┌─ Extracted records
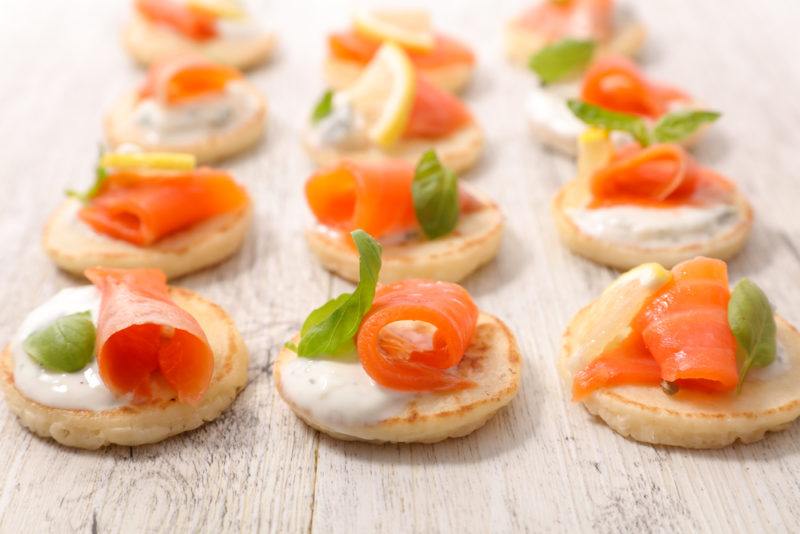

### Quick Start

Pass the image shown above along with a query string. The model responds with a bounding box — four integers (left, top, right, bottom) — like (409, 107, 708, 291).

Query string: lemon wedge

(345, 42, 416, 148)
(101, 152, 197, 171)
(353, 9, 434, 52)
(567, 263, 672, 374)
(186, 0, 246, 19)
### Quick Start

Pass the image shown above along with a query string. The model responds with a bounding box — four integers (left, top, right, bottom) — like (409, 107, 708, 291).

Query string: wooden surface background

(2, 1, 800, 532)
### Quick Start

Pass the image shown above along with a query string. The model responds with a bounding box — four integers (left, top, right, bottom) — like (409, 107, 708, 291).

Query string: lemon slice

(353, 9, 434, 52)
(101, 152, 197, 171)
(345, 42, 416, 148)
(567, 263, 672, 375)
(186, 0, 246, 19)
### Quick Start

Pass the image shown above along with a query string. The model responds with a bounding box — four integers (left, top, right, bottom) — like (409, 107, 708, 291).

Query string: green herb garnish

(567, 99, 651, 146)
(568, 99, 722, 147)
(652, 110, 721, 144)
(22, 311, 96, 373)
(728, 278, 777, 392)
(412, 150, 460, 239)
(311, 90, 335, 124)
(296, 230, 382, 357)
(66, 145, 108, 203)
(528, 39, 596, 85)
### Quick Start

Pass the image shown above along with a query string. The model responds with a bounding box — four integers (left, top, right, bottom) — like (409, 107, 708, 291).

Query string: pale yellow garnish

(353, 9, 434, 52)
(566, 263, 672, 375)
(186, 0, 246, 19)
(345, 42, 416, 148)
(101, 152, 197, 171)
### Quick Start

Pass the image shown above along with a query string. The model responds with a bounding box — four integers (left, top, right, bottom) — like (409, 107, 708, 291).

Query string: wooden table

(2, 1, 800, 532)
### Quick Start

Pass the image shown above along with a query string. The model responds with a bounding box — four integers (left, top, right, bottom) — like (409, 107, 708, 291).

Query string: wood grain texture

(1, 0, 800, 532)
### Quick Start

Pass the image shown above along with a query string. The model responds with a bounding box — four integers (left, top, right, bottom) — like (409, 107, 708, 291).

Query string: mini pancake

(324, 56, 473, 94)
(505, 12, 646, 66)
(275, 312, 521, 443)
(123, 12, 276, 70)
(303, 122, 484, 176)
(105, 82, 268, 164)
(560, 299, 800, 448)
(551, 178, 753, 270)
(0, 287, 248, 450)
(43, 198, 252, 280)
(306, 185, 503, 283)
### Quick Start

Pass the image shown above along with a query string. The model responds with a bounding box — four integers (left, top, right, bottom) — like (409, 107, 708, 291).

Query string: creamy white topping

(12, 286, 128, 411)
(280, 353, 414, 427)
(567, 204, 740, 248)
(132, 81, 259, 145)
(309, 94, 369, 150)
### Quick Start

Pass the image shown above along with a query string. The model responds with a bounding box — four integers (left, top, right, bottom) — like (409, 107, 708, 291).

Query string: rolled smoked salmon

(86, 267, 214, 405)
(516, 0, 613, 42)
(404, 76, 472, 139)
(139, 56, 242, 105)
(329, 32, 474, 68)
(79, 169, 248, 246)
(136, 0, 218, 41)
(356, 279, 478, 391)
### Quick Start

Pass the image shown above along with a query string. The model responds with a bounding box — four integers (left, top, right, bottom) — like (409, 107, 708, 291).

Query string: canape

(505, 0, 645, 66)
(1, 267, 248, 449)
(304, 43, 484, 174)
(275, 231, 521, 443)
(560, 258, 800, 448)
(325, 8, 475, 93)
(552, 128, 752, 269)
(304, 151, 503, 283)
(527, 55, 715, 155)
(124, 0, 276, 70)
(106, 55, 267, 163)
(44, 150, 252, 279)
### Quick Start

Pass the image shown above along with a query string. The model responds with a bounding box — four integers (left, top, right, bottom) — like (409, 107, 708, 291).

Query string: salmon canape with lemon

(527, 55, 716, 155)
(325, 8, 475, 93)
(560, 257, 800, 448)
(305, 151, 503, 283)
(275, 231, 521, 443)
(305, 43, 484, 174)
(1, 267, 248, 449)
(44, 149, 252, 279)
(106, 55, 267, 163)
(124, 0, 276, 70)
(505, 0, 645, 66)
(552, 127, 752, 270)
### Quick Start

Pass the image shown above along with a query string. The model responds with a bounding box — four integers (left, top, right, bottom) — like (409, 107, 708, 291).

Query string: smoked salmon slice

(573, 257, 739, 398)
(589, 144, 734, 208)
(356, 279, 478, 391)
(86, 267, 214, 405)
(404, 76, 473, 139)
(635, 257, 738, 391)
(580, 56, 688, 119)
(329, 31, 474, 68)
(139, 56, 242, 105)
(136, 0, 218, 41)
(305, 160, 480, 239)
(79, 169, 248, 246)
(516, 0, 613, 42)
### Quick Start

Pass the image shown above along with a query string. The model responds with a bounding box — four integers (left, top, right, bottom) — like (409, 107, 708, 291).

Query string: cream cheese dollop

(11, 286, 127, 411)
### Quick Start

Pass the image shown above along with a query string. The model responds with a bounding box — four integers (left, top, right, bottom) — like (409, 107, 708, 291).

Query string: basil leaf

(297, 230, 382, 357)
(652, 110, 721, 144)
(567, 99, 651, 147)
(22, 311, 96, 373)
(66, 145, 108, 203)
(311, 90, 335, 124)
(528, 39, 595, 85)
(728, 278, 777, 392)
(412, 150, 460, 239)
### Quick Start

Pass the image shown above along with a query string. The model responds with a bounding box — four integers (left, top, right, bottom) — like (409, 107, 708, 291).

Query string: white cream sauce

(12, 286, 128, 411)
(132, 81, 260, 145)
(567, 204, 740, 249)
(309, 93, 369, 150)
(280, 352, 414, 428)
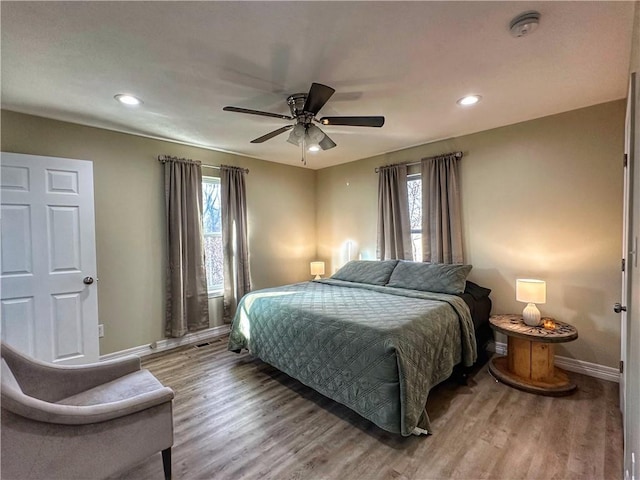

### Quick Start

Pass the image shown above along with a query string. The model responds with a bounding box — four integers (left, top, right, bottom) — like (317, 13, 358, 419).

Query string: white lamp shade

(306, 124, 325, 144)
(516, 279, 546, 304)
(287, 124, 306, 146)
(310, 261, 325, 276)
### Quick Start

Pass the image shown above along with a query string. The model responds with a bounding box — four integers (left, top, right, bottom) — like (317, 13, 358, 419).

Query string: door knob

(83, 276, 94, 285)
(613, 303, 627, 313)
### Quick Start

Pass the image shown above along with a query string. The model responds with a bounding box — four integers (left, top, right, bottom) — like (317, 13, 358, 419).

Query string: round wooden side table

(489, 314, 578, 396)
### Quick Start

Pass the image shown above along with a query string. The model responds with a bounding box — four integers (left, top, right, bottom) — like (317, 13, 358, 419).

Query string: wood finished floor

(114, 335, 622, 480)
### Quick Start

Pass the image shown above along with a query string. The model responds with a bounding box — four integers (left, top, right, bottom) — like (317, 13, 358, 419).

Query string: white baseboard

(490, 341, 620, 384)
(100, 325, 231, 361)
└─
» Activity: Print every record exactly, without the pictures.

» Exercise result:
### Quick Start

Pass the image shown above along with a query string. The model responds with a bounding box — four integers (left, top, right, bottom) — like (409, 107, 708, 291).

Query string: lemon wedge

(345, 42, 416, 148)
(101, 152, 197, 171)
(353, 9, 434, 52)
(567, 263, 672, 374)
(186, 0, 246, 19)
### Quick Start

Pass the image shown above along with a query string. The model responds with a bounding box — four integers (left, top, right, bottom) — like (409, 107, 708, 291).

Query string: wooden surface background

(2, 1, 800, 532)
### Quick Start

Pass the image shown above along with a query string. The model responds with a bounding box — four integers (left, top, right, bottom) — like (409, 107, 708, 291).

Query string: lemon slice

(353, 9, 434, 52)
(101, 152, 197, 171)
(345, 42, 416, 148)
(567, 263, 672, 375)
(186, 0, 246, 19)
### Quick Start

Pass the image shown above along with a query string. The model responds with a bounding box — four integers (left, top, right, bottom) — like (409, 107, 708, 291).

Query string: green herb garnish

(567, 99, 651, 146)
(568, 99, 722, 147)
(652, 110, 721, 144)
(22, 311, 96, 373)
(728, 278, 777, 392)
(412, 150, 460, 239)
(311, 90, 335, 124)
(296, 230, 382, 357)
(66, 145, 108, 203)
(528, 39, 596, 85)
### Quick Start

Pass the image shown above along with a query string. The model responds with a bounding box — four integers (left, top, right, bottom) — like (409, 107, 708, 291).

Query string: pale yellow garnish

(353, 9, 434, 52)
(566, 263, 672, 375)
(186, 0, 246, 19)
(345, 42, 416, 148)
(101, 152, 197, 171)
### Quick Start

Pass the image shown above along with a query string. The model responds with a bounding box — four integers (left, top, right, bottom) — like (409, 107, 708, 291).

Query string: wooden table

(2, 1, 800, 532)
### Quick Start

Pass the image shown above along with a query string. The model responds with a bounding box — four integers (left, top, right, bottom) — like (409, 107, 708, 291).

Query string: wood grain texture

(1, 0, 800, 532)
### Quick Start

Pass the image shown above along with a query string. The model responds with a bounding box — four integers (left, top, right, bottom) — like (409, 107, 708, 291).

Query string: mini pancake

(324, 56, 473, 94)
(505, 12, 646, 66)
(275, 312, 521, 443)
(123, 12, 276, 70)
(303, 122, 484, 176)
(105, 82, 268, 164)
(560, 299, 800, 448)
(551, 178, 753, 270)
(0, 287, 248, 450)
(43, 198, 252, 280)
(306, 185, 503, 283)
### Quick Start

Pass the image shown above along with a query string. The model responds with a bounding box — four integers (left, top, right, bottom) — like (409, 107, 708, 291).

Query string: creamy white topping

(12, 286, 128, 411)
(280, 353, 414, 427)
(567, 204, 740, 248)
(132, 81, 259, 145)
(309, 94, 369, 150)
### Quick Start

Pass the image shown above along with a query string. The model responds with a bounding box — four integers (left, top, right, bottom) — like (409, 107, 708, 291).

Query string: rolled smoked salmon

(86, 267, 214, 405)
(516, 0, 613, 42)
(404, 76, 472, 139)
(139, 56, 242, 105)
(329, 32, 474, 68)
(79, 169, 248, 246)
(136, 0, 218, 41)
(356, 279, 478, 391)
### Quick Start

Pass the image shown above along with a query string. The model responds with a bounding box — four integers (left, top, right, bottom) — like (409, 107, 708, 291).

Query string: canape

(505, 0, 645, 66)
(1, 267, 248, 449)
(304, 43, 484, 174)
(275, 231, 521, 443)
(560, 258, 800, 448)
(325, 8, 475, 93)
(552, 128, 752, 269)
(304, 151, 503, 283)
(527, 55, 715, 155)
(124, 0, 276, 70)
(106, 55, 267, 163)
(44, 150, 252, 279)
### Quick Start

Pass the image shown above along with a query string. The model responds with a bounding box — four integers (left, top, right, bottom) — like (409, 107, 708, 291).

Query string: salmon canape with lemon

(527, 55, 716, 155)
(325, 8, 475, 93)
(560, 257, 800, 448)
(305, 151, 503, 283)
(275, 231, 521, 443)
(305, 43, 484, 174)
(1, 267, 248, 449)
(44, 149, 252, 279)
(106, 55, 267, 163)
(124, 0, 276, 70)
(505, 0, 645, 66)
(552, 127, 752, 270)
### Quick Start

Pass the image shown above along with a query string. The model responds with a bounding box — four integers (left, top, right, bottom) — like (409, 107, 708, 291).

Query string: smoked salmon slice

(573, 257, 739, 398)
(589, 144, 734, 208)
(356, 279, 478, 391)
(86, 267, 214, 405)
(404, 76, 473, 139)
(635, 257, 738, 391)
(580, 56, 688, 119)
(329, 31, 474, 68)
(139, 56, 242, 105)
(136, 0, 218, 41)
(305, 160, 480, 239)
(79, 169, 248, 246)
(516, 0, 613, 42)
### Quick Start

Pass the image shown above along with a query string. The model responds with a bounding box — four integers (left, top, right, bottom) — like (409, 107, 708, 291).

Query string: cream cheese dollop

(11, 286, 127, 411)
### Quick Start

Pass the image shown above along with a query string. The model responds with a bounding box — four integers (left, top, right, bottom) — like (409, 107, 708, 291).

Query string: basil leaf

(297, 230, 382, 357)
(652, 110, 721, 144)
(567, 99, 651, 147)
(22, 311, 96, 373)
(66, 145, 108, 203)
(311, 90, 335, 124)
(528, 39, 595, 85)
(728, 278, 777, 392)
(412, 150, 460, 239)
### Quick Start

Pass the image shown above along with a query string. The model responds with a bounding box — four integers (left, top, right, bottom) — like (409, 107, 708, 291).

Query string: white cream sauce

(12, 286, 128, 411)
(132, 81, 260, 145)
(567, 204, 740, 249)
(309, 93, 369, 150)
(280, 352, 414, 428)

### Quick Start

Pass the image shown above along with a query string. The model responds with a bounding box — four integers (left, top, right, bottom) — like (317, 13, 358, 419).

Query string: white lamp shade

(306, 124, 325, 144)
(516, 279, 546, 304)
(287, 124, 306, 146)
(310, 261, 325, 276)
### Quick Start

Pass the image shown above along with a query string. The model responds with a bounding box — four integers (left, top, right, bottom) — like (317, 13, 358, 419).

Query string: door knob

(83, 276, 94, 285)
(613, 303, 627, 313)
### Quick Start

Pass the image shown above along with a query string. The model responds with a bounding box — four integers (left, top, right, bottom) — like (317, 13, 358, 419).

Query string: round wooden side table

(489, 314, 578, 396)
### Quick Start

Pass the image shown above along with a query string. The model responds with a bounding box — four integers (left, top, right, bottom) — like (317, 13, 358, 419).

Query string: wood finished floor

(114, 335, 622, 480)
### Quick Start

Pass the image shown above along with a query string. The model responds with a bounding box — four integers (left, top, right, bottom) — like (317, 13, 358, 419).

Query string: white baseboard

(490, 341, 620, 384)
(100, 325, 231, 361)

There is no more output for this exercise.